Exercise requirements:
All material below is to be reproduced exactly.

[Coordinate annotation records]

►

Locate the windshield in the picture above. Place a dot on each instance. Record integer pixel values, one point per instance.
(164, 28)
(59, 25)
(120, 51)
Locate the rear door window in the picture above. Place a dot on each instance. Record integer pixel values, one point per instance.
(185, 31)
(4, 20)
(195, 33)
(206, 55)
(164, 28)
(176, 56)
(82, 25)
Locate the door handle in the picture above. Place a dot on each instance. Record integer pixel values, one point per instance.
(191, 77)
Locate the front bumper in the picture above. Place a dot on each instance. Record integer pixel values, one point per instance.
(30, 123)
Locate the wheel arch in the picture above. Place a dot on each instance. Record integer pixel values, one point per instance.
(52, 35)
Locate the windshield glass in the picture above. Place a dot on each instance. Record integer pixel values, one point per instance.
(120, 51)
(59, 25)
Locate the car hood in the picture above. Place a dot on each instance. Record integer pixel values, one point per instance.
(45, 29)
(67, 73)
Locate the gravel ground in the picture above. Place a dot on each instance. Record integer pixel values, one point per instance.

◄

Output for this task:
Locate the windshield in the picture above. Place a dot on each instance. Record integer pixel values, one point per instance.
(164, 28)
(59, 25)
(120, 51)
Locate the rear door window in the picture above. Place a dot on each instance. Record integer pixel values, one point per instance.
(185, 31)
(4, 20)
(195, 33)
(206, 55)
(164, 28)
(176, 56)
(82, 25)
Locate the door handle in the picture above. Place a dot on each instance. Record integer pixel values, one point per instance.
(191, 77)
Locate the front bumper in the picture above. Place a dot on each instance. Record integer pixel values, one point per instance.
(30, 123)
Locate the wheel arch in the picture above. Place a dot on each instance. Record integer pixel values, one point per instance.
(52, 35)
Locate the windshield glass in the picture above. Place a dot on each instance. Record integer pixel values, one point per instance.
(120, 51)
(59, 25)
Locate the car hood in the picture above. Place a dot on each instance. Record integer pixel values, one point per instance.
(45, 29)
(67, 73)
Locate the gravel ground in the picture above. Place a dot on each instance. Record integer pixel values, one point per instance.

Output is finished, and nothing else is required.